Problem to solve: Go through the entries below and give the number of lines that have the string "outlines", and only that.
◆ ◆ ◆ ◆ ◆ ◆ ◆
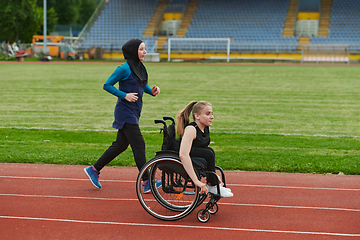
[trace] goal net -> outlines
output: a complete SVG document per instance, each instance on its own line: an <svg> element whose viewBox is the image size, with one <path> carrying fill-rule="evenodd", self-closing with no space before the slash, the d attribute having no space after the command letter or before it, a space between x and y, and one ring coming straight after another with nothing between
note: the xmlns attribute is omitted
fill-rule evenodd
<svg viewBox="0 0 360 240"><path fill-rule="evenodd" d="M226 60L230 61L230 38L169 38L167 45L168 61L171 52L226 53Z"/></svg>
<svg viewBox="0 0 360 240"><path fill-rule="evenodd" d="M350 48L346 45L311 45L301 50L302 63L350 64Z"/></svg>

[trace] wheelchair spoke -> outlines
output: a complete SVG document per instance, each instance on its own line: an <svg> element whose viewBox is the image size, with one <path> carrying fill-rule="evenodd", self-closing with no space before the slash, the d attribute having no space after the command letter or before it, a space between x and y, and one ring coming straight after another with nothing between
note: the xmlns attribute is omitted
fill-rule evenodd
<svg viewBox="0 0 360 240"><path fill-rule="evenodd" d="M149 173L150 192L142 187L143 175ZM197 206L198 189L193 187L181 162L173 158L152 159L140 171L136 191L143 208L162 220L178 220ZM157 184L161 181L161 185Z"/></svg>

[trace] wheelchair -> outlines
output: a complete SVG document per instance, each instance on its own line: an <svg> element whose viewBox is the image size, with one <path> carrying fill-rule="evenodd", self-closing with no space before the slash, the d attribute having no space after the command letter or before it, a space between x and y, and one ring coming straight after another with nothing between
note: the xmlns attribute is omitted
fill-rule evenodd
<svg viewBox="0 0 360 240"><path fill-rule="evenodd" d="M171 124L167 126L166 121ZM163 143L161 151L156 152L153 159L148 161L140 170L136 180L136 193L142 207L151 216L164 220L175 221L182 219L194 211L209 197L204 209L197 213L200 222L209 221L210 214L215 214L219 207L220 200L219 182L217 183L217 194L200 194L200 188L196 187L186 173L179 155L179 139L176 139L175 121L172 117L163 117L163 120L156 119L155 123L162 123L160 132L163 132ZM220 167L215 167L216 172L206 171L206 160L204 158L191 158L194 170L200 181L205 181L207 174L216 172L222 178L224 187L225 174ZM142 184L144 175L148 176L150 193L145 192ZM216 177L218 180L218 177ZM161 185L160 185L161 181ZM158 184L157 184L158 183Z"/></svg>

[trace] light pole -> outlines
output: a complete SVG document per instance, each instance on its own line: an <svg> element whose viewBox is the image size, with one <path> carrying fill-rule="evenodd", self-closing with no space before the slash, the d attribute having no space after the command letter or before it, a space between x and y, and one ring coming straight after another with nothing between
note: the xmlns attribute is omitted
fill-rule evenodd
<svg viewBox="0 0 360 240"><path fill-rule="evenodd" d="M46 36L46 0L44 0L44 46L43 46L43 54L47 55L49 53L49 49L47 47L47 36Z"/></svg>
◆ ◆ ◆ ◆ ◆ ◆ ◆
Answer below: 4